**Available records**
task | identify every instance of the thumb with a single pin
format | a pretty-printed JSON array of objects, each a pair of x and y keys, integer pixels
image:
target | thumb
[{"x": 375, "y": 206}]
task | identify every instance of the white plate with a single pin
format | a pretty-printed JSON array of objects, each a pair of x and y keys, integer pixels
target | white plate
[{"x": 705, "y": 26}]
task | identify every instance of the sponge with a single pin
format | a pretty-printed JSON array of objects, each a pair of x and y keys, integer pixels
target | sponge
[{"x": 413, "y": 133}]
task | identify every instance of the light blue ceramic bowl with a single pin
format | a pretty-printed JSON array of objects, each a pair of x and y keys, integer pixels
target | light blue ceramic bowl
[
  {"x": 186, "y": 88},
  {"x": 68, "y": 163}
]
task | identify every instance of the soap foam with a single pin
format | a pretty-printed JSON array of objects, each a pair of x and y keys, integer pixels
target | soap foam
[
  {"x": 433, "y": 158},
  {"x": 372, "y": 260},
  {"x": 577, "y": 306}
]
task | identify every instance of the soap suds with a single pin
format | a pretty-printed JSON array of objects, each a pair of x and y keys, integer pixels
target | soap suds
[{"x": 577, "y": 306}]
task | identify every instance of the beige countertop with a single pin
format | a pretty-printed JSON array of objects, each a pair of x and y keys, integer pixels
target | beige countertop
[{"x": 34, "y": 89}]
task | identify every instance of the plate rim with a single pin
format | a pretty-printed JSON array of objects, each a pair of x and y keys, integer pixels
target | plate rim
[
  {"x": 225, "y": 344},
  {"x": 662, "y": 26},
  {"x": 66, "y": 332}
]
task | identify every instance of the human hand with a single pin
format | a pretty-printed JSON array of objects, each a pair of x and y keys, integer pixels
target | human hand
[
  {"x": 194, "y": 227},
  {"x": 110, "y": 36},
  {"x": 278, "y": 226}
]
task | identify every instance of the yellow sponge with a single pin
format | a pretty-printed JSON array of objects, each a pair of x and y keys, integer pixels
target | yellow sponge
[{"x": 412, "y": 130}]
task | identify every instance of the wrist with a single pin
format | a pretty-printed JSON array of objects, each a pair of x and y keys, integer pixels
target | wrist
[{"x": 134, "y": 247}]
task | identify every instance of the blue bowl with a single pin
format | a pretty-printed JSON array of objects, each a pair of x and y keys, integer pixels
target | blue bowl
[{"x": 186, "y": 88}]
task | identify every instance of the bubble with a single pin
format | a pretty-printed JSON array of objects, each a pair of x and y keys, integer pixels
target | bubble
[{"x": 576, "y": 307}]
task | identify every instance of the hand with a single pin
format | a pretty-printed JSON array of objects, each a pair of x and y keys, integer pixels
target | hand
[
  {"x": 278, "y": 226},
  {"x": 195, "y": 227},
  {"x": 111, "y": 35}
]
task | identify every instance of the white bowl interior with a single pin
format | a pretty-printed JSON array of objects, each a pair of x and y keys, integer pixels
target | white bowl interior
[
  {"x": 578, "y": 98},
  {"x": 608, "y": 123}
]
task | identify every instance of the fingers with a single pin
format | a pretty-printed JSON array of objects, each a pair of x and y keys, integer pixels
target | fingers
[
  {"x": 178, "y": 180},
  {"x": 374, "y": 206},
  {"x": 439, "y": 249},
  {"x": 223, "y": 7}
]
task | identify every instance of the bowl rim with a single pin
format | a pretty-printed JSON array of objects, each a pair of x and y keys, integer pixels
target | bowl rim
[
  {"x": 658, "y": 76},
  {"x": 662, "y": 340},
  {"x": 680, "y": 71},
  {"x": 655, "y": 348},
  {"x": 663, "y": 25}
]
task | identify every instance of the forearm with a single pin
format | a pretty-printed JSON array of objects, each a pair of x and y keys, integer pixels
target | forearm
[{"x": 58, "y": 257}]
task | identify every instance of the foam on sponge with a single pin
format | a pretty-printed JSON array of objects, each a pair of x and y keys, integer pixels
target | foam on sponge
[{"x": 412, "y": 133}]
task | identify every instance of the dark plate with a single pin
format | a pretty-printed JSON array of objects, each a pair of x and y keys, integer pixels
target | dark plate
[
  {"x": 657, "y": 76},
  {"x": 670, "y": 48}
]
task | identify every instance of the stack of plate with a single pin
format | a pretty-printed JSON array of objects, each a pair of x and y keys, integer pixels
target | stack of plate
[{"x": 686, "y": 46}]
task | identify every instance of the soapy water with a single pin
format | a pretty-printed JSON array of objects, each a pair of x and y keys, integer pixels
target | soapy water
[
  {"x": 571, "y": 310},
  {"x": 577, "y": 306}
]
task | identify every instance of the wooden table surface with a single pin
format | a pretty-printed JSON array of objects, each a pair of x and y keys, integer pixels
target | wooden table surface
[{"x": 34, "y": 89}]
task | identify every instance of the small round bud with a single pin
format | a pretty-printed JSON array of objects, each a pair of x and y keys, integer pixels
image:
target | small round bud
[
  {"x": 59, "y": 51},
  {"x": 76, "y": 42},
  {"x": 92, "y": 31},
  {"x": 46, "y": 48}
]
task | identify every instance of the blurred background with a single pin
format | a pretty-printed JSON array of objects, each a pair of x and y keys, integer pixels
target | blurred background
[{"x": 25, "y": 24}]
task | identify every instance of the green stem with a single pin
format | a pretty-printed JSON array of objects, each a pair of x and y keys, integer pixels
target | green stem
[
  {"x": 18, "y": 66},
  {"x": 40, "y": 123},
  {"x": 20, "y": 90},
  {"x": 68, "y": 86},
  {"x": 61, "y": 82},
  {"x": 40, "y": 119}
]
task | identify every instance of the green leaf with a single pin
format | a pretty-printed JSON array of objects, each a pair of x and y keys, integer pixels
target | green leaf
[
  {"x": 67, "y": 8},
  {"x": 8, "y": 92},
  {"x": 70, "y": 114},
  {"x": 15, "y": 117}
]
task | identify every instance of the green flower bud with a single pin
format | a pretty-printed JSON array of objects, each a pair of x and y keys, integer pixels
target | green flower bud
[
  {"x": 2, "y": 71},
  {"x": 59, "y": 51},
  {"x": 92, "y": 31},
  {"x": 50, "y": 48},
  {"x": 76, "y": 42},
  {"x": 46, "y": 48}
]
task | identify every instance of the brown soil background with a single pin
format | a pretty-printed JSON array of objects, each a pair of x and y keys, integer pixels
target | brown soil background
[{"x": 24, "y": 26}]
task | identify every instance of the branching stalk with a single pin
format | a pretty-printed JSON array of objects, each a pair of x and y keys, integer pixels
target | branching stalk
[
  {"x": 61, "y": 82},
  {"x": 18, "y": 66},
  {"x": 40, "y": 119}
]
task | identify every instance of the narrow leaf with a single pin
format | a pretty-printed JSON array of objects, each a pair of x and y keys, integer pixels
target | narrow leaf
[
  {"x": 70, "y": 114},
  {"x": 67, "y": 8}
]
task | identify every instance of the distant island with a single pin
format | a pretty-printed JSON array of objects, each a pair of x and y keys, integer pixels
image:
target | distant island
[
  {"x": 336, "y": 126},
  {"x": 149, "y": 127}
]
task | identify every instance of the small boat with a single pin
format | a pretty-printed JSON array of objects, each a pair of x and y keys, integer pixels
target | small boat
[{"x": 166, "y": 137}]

**Written problem**
Reproduce each entry above exactly, keeping every word.

**Output below**
task | identify every instance of the thumb with a single pin
format | a pretty-printed JSON array of objects, each a pair of x and y keys, integer pixels
image:
target | thumb
[{"x": 375, "y": 206}]
task | identify every instance of the white plate with a single pin
format | a pretty-printed JSON array of objects, each a pair of x and y keys, integer pixels
target | white plate
[{"x": 705, "y": 26}]
task | identify every instance of the sponge with a single pin
format | a pretty-printed JSON array of objects, each a pair of x and y keys, integer pixels
target | sponge
[{"x": 413, "y": 133}]
task | identify every instance of the light blue ceramic bowl with a single pin
format | a pretty-printed JSON array of objects, each a pair of x and y keys, integer pixels
target | light blue ceramic bowl
[
  {"x": 186, "y": 88},
  {"x": 68, "y": 163}
]
task | identify every instance of the soap foam with a single pin
format | a pretty-printed JSON array of objects, each a pair of x and y keys, integer pixels
target | soap foam
[
  {"x": 433, "y": 158},
  {"x": 372, "y": 260},
  {"x": 577, "y": 306}
]
task | identify every instance of the soap suds with a single pin
format | a pretty-printed JSON array of objects, each a pair of x and y keys, integer pixels
target | soap suds
[{"x": 577, "y": 306}]
task | identify every instance of the beige countertop with a single pin
format | a pretty-printed JSON array of objects, each a pair of x and y keys, integer pixels
target | beige countertop
[{"x": 34, "y": 89}]
task | identify every instance of the plate rim with a single pin
format | a pretty-printed JSON array of objects, each a pair of x and y keys, integer pixels
target | plate rim
[
  {"x": 225, "y": 344},
  {"x": 662, "y": 26},
  {"x": 66, "y": 332}
]
task | identify every instance of the human hand with a single pin
format | a pretty-printed JSON array of objects, each a pair of x and y keys, integer pixels
target | human hand
[
  {"x": 194, "y": 227},
  {"x": 110, "y": 36},
  {"x": 278, "y": 226}
]
task | identify every instance of the yellow sponge with a single pin
format | a pretty-printed JSON array of objects, each a pair of x and y keys, integer pixels
target | yellow sponge
[{"x": 412, "y": 130}]
task | identify every instance of the wrist with a single pin
format | a pretty-printed JSON array of objects, each a pair of x and y keys, integer pixels
target | wrist
[{"x": 134, "y": 247}]
task | identify every instance of the blue bowl with a single pin
format | a pretty-printed JSON array of objects, each a pair of x and y keys, integer pixels
target | blue bowl
[{"x": 186, "y": 88}]
task | identify every instance of the bubble with a single pin
format | a pretty-printed JSON array of objects, each a pair of x and y keys, integer pixels
target | bubble
[{"x": 576, "y": 307}]
task | identify every instance of the hand with a single pin
format | a pretty-printed JSON array of objects, each a pair of x and y keys, integer pixels
target | hand
[
  {"x": 278, "y": 226},
  {"x": 195, "y": 227},
  {"x": 111, "y": 35}
]
task | identify every instance of the white bowl interior with a single pin
format | a pretty-printed JSON array of objects, each a pair of x and y keys, integer pixels
target | white bowl interior
[
  {"x": 578, "y": 98},
  {"x": 608, "y": 123}
]
task | identify every instance of the fingers with a single pin
format | a pretty-printed JSON array of objects, each a pair of x and y keys, integer pixels
target | fingers
[
  {"x": 178, "y": 180},
  {"x": 374, "y": 206},
  {"x": 439, "y": 249},
  {"x": 223, "y": 7}
]
task | identify every instance of the bowl rim with a single pin
format | a pretty-printed JSON array of objects, each a pair of x and y keys, integer pixels
target | bowl rim
[
  {"x": 658, "y": 76},
  {"x": 662, "y": 340},
  {"x": 680, "y": 71},
  {"x": 655, "y": 348},
  {"x": 663, "y": 25}
]
task | identify every instance of the forearm with a single pin
format | a pretty-printed JSON array of objects, each a pair of x and y keys, integer pixels
target | forearm
[{"x": 58, "y": 257}]
task | identify every instance of the foam on sponge with a single pin
format | a pretty-printed JSON array of objects, each a pair of x and y keys, integer pixels
target | foam on sponge
[{"x": 412, "y": 133}]
task | identify every instance of the dark plate with a single pin
format | a pretty-printed JSON array of objects, each a pair of x and y keys, integer pixels
target | dark plate
[
  {"x": 657, "y": 76},
  {"x": 670, "y": 48}
]
task | identify every instance of the stack of plate with a single pin
format | a pretty-printed JSON array of objects, each a pair of x and y keys, integer pixels
target | stack of plate
[{"x": 686, "y": 46}]
task | identify every instance of the soapy water with a single pin
format | a pretty-printed JSON array of objects, each a pair of x and y keys, integer pixels
target | soapy water
[
  {"x": 571, "y": 310},
  {"x": 577, "y": 306}
]
task | identify every instance of the wooden table surface with a single pin
format | a pretty-printed JSON array of objects, each a pair of x and y keys, integer pixels
target | wooden table surface
[{"x": 34, "y": 89}]
task | identify every instance of the small round bud with a single pin
format | a pretty-printed JSON array of objects, each a pair of x and y keys, integer pixels
image:
target | small round bud
[
  {"x": 59, "y": 51},
  {"x": 76, "y": 42},
  {"x": 92, "y": 31},
  {"x": 46, "y": 48}
]
task | identify every instance of the blurred background with a single pin
format | a pretty-printed JSON array of objects, each a pair of x and y keys, integer pixels
target | blurred background
[{"x": 25, "y": 24}]
task | identify every instance of the green stem with a single pin
format | a pretty-printed JSON array of objects, each a pair of x and y keys, integer pixels
target | green stem
[
  {"x": 18, "y": 66},
  {"x": 40, "y": 123},
  {"x": 20, "y": 90},
  {"x": 68, "y": 86},
  {"x": 61, "y": 82},
  {"x": 40, "y": 119}
]
task | identify every instance of the green leaf with a single pin
format | a pretty-printed JSON array of objects, each a pair of x and y keys, integer pixels
target | green leaf
[
  {"x": 67, "y": 8},
  {"x": 8, "y": 92},
  {"x": 70, "y": 114},
  {"x": 15, "y": 117}
]
task | identify every instance of the green flower bud with a single pin
format | a pretty-printed JSON array of objects, each a pair of x and y keys, integer pixels
target | green flower bud
[
  {"x": 2, "y": 71},
  {"x": 59, "y": 51},
  {"x": 92, "y": 31},
  {"x": 50, "y": 48},
  {"x": 76, "y": 42},
  {"x": 46, "y": 48}
]
task | identify every instance of the brown soil background with a single pin
format | a pretty-printed JSON array of objects, each a pair of x and y keys, integer pixels
target | brown soil background
[{"x": 24, "y": 26}]
task | identify every instance of the branching stalk with a single pin
format | a pretty-printed JSON array of objects, each a pair of x and y keys, integer pixels
target | branching stalk
[
  {"x": 61, "y": 82},
  {"x": 18, "y": 66},
  {"x": 40, "y": 119}
]
task | identify every instance of the narrow leaf with a single pin
format | a pretty-printed JSON array of objects, each a pair of x and y keys, integer pixels
target | narrow leaf
[
  {"x": 70, "y": 114},
  {"x": 67, "y": 8}
]
task | identify every instance of the distant island with a single pin
format | a pretty-printed JSON array of objects, each a pair of x and y keys, integer pixels
image:
target | distant island
[
  {"x": 336, "y": 126},
  {"x": 149, "y": 127}
]
task | identify every instance of the small boat with a single pin
format | a pretty-printed JSON array of objects, each a pair of x and y keys, integer pixels
target | small boat
[{"x": 166, "y": 137}]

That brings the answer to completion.